= YOUR GOAL =
Set out every row below as a numbered list, omitting any blank lines.

= DATA SHOWN =
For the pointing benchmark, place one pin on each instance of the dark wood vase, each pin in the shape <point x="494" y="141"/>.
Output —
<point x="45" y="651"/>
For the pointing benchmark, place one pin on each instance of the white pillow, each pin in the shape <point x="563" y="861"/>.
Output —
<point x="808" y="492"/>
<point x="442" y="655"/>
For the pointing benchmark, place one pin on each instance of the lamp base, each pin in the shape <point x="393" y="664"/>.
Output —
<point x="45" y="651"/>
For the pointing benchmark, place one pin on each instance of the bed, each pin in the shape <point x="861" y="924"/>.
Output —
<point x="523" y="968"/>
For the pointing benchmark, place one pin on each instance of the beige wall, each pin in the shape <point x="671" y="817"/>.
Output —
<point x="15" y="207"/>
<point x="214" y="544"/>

= RESPONSE TO THE EXERCISE =
1. For the pointing benchmark, place one pin on each instance of the dark wood vase, each pin in the shape <point x="494" y="141"/>.
2. Output —
3. <point x="45" y="651"/>
4. For the pointing benchmark, place one pin on each instance of the white pillow, each pin in the shape <point x="563" y="861"/>.
5. Output —
6. <point x="808" y="492"/>
7. <point x="442" y="655"/>
8. For the pointing benchmark, place one pin on each instance of the lamp base, each pin in the shape <point x="393" y="664"/>.
9. Output —
10. <point x="45" y="651"/>
11. For the pointing benchmark, place one pin on each instance of the bed, each pin in the shape <point x="861" y="924"/>.
12. Output —
13. <point x="523" y="968"/>
14. For the pointing benchmark, place one pin on each instance of the beige wall, each pin in the shape <point x="671" y="817"/>.
15. Output —
16. <point x="15" y="207"/>
17. <point x="214" y="544"/>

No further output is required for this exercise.